WHAT TO WORK ON: Pull out each row below that contains the word "patterned".

[BEGIN]

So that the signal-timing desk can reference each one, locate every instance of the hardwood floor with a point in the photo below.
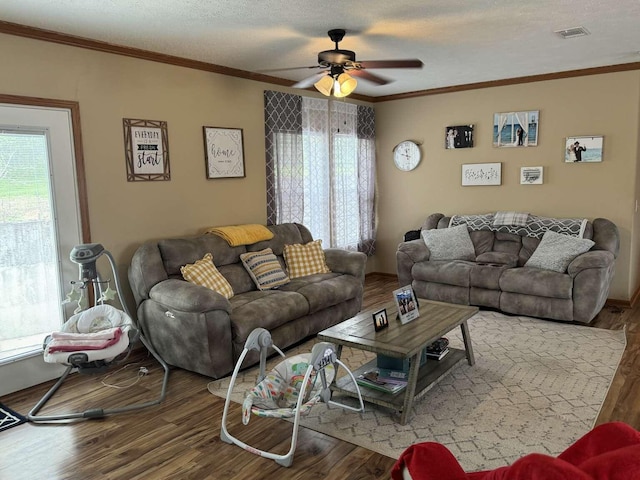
(180, 438)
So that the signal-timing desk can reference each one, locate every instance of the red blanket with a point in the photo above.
(609, 452)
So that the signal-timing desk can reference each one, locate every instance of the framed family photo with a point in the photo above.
(224, 152)
(516, 129)
(406, 303)
(583, 149)
(380, 320)
(458, 136)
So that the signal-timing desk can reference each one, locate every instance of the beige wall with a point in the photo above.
(596, 105)
(111, 87)
(125, 214)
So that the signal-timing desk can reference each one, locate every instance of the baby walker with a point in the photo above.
(94, 338)
(289, 390)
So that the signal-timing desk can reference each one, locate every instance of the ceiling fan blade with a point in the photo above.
(369, 76)
(291, 68)
(307, 82)
(408, 63)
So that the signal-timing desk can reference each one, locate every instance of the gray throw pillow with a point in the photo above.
(452, 243)
(556, 251)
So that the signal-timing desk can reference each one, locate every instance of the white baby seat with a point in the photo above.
(291, 389)
(94, 338)
(91, 339)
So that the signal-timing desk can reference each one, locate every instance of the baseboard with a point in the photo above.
(381, 274)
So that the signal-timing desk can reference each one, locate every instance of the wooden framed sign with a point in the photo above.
(146, 146)
(224, 152)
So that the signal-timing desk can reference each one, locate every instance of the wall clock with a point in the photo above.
(406, 155)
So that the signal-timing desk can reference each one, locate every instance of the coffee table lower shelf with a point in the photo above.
(429, 374)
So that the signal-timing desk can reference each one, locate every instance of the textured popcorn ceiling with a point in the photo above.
(459, 41)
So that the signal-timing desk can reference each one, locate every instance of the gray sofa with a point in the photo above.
(195, 328)
(496, 276)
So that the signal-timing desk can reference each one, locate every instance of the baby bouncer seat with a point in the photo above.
(94, 338)
(290, 389)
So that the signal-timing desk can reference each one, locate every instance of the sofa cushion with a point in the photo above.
(305, 259)
(556, 251)
(449, 243)
(267, 309)
(264, 268)
(536, 281)
(203, 272)
(449, 272)
(325, 290)
(498, 258)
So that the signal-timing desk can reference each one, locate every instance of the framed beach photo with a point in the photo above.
(406, 303)
(516, 129)
(380, 319)
(458, 136)
(586, 149)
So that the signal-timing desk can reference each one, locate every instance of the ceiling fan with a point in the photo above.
(340, 66)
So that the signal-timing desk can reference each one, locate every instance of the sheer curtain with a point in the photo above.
(321, 168)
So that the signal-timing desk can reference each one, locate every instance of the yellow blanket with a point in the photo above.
(236, 235)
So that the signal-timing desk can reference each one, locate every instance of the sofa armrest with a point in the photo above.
(590, 259)
(346, 261)
(188, 297)
(415, 250)
(407, 255)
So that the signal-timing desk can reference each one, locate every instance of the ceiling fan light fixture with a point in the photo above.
(324, 85)
(345, 85)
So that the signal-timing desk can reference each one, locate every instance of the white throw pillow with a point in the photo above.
(556, 251)
(452, 243)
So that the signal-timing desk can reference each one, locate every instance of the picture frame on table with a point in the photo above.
(224, 152)
(406, 303)
(380, 320)
(146, 148)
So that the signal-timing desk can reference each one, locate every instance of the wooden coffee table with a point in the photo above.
(403, 341)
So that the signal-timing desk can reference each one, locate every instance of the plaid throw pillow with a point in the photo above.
(204, 272)
(306, 259)
(264, 269)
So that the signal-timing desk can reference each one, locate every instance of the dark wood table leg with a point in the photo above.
(410, 390)
(467, 343)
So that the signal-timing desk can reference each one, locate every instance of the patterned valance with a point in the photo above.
(535, 226)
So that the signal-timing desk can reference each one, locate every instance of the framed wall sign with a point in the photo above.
(146, 146)
(481, 174)
(224, 152)
(531, 175)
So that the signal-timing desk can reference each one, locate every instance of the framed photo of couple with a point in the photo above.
(405, 300)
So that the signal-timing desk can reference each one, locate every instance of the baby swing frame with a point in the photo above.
(322, 355)
(85, 256)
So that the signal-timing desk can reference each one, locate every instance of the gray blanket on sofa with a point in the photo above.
(534, 226)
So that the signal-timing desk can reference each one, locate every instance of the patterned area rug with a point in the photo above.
(9, 418)
(537, 386)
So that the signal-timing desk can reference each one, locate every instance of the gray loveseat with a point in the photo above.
(195, 328)
(496, 274)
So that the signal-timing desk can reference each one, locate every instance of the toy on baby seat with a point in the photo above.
(291, 389)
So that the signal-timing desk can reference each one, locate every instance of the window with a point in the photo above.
(40, 221)
(321, 168)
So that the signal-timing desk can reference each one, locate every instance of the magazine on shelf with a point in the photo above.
(372, 379)
(439, 355)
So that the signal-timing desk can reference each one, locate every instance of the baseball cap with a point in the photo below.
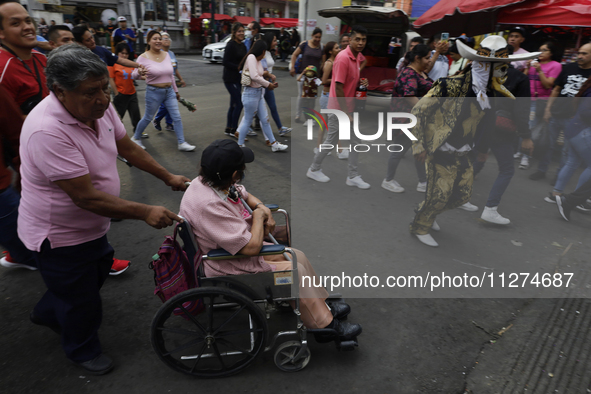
(224, 156)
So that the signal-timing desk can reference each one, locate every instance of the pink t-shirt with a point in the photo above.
(158, 72)
(218, 222)
(551, 70)
(345, 70)
(56, 146)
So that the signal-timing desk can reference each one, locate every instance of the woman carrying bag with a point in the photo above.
(253, 80)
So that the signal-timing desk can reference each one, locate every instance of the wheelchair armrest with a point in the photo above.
(266, 250)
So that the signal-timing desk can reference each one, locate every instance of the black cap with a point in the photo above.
(519, 30)
(223, 157)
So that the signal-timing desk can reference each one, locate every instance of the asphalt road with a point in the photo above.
(417, 342)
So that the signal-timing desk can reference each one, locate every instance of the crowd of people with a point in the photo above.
(67, 140)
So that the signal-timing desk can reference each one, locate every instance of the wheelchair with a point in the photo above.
(220, 327)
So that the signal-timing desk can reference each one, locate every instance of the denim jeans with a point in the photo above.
(504, 155)
(154, 97)
(9, 201)
(554, 127)
(579, 151)
(252, 99)
(235, 105)
(163, 113)
(270, 99)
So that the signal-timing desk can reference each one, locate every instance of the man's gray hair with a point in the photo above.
(69, 65)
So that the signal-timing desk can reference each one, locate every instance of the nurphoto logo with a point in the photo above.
(391, 119)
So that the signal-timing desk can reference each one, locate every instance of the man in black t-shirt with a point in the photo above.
(559, 108)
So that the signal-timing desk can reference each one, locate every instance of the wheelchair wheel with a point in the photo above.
(220, 337)
(285, 357)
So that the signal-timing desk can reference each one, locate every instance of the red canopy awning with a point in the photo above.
(574, 13)
(218, 17)
(280, 22)
(245, 20)
(456, 17)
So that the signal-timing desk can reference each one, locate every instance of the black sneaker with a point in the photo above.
(536, 176)
(563, 207)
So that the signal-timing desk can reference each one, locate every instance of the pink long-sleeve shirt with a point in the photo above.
(158, 72)
(255, 68)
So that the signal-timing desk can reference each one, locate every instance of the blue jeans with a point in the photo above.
(235, 105)
(270, 99)
(9, 201)
(579, 150)
(252, 99)
(162, 112)
(154, 97)
(504, 155)
(554, 127)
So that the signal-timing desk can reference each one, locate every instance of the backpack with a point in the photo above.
(173, 274)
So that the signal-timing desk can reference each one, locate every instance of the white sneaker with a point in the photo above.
(427, 239)
(277, 147)
(357, 181)
(284, 130)
(392, 186)
(138, 142)
(468, 207)
(318, 176)
(186, 147)
(435, 226)
(491, 215)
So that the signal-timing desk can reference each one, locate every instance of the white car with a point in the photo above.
(215, 52)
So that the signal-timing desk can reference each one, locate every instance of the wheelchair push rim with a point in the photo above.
(209, 332)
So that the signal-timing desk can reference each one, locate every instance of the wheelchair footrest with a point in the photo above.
(348, 345)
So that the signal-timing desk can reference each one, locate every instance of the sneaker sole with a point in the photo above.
(115, 273)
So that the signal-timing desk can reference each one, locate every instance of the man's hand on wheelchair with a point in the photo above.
(160, 217)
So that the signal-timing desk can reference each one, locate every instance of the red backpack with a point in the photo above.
(173, 273)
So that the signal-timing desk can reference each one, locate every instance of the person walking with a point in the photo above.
(161, 89)
(233, 55)
(542, 74)
(162, 112)
(559, 108)
(446, 131)
(252, 95)
(268, 62)
(578, 134)
(311, 51)
(412, 84)
(344, 83)
(125, 96)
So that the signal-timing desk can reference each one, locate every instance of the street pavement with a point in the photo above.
(459, 340)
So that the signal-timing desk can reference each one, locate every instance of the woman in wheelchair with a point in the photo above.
(220, 220)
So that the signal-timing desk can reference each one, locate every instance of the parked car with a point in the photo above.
(384, 25)
(215, 52)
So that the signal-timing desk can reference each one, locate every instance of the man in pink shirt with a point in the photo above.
(70, 190)
(345, 80)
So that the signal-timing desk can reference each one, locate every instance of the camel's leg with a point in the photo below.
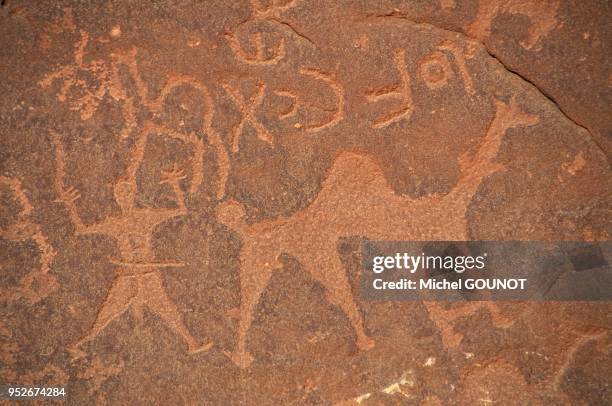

[END]

THE COMPLETED TASK:
So that the signal-timing desk can reference each one, locate every instance of the patterned valance with a point in the photo above.
So that the signal-timing desk can reference each one, locate every instance of the patterned area rug with a point in the photo above.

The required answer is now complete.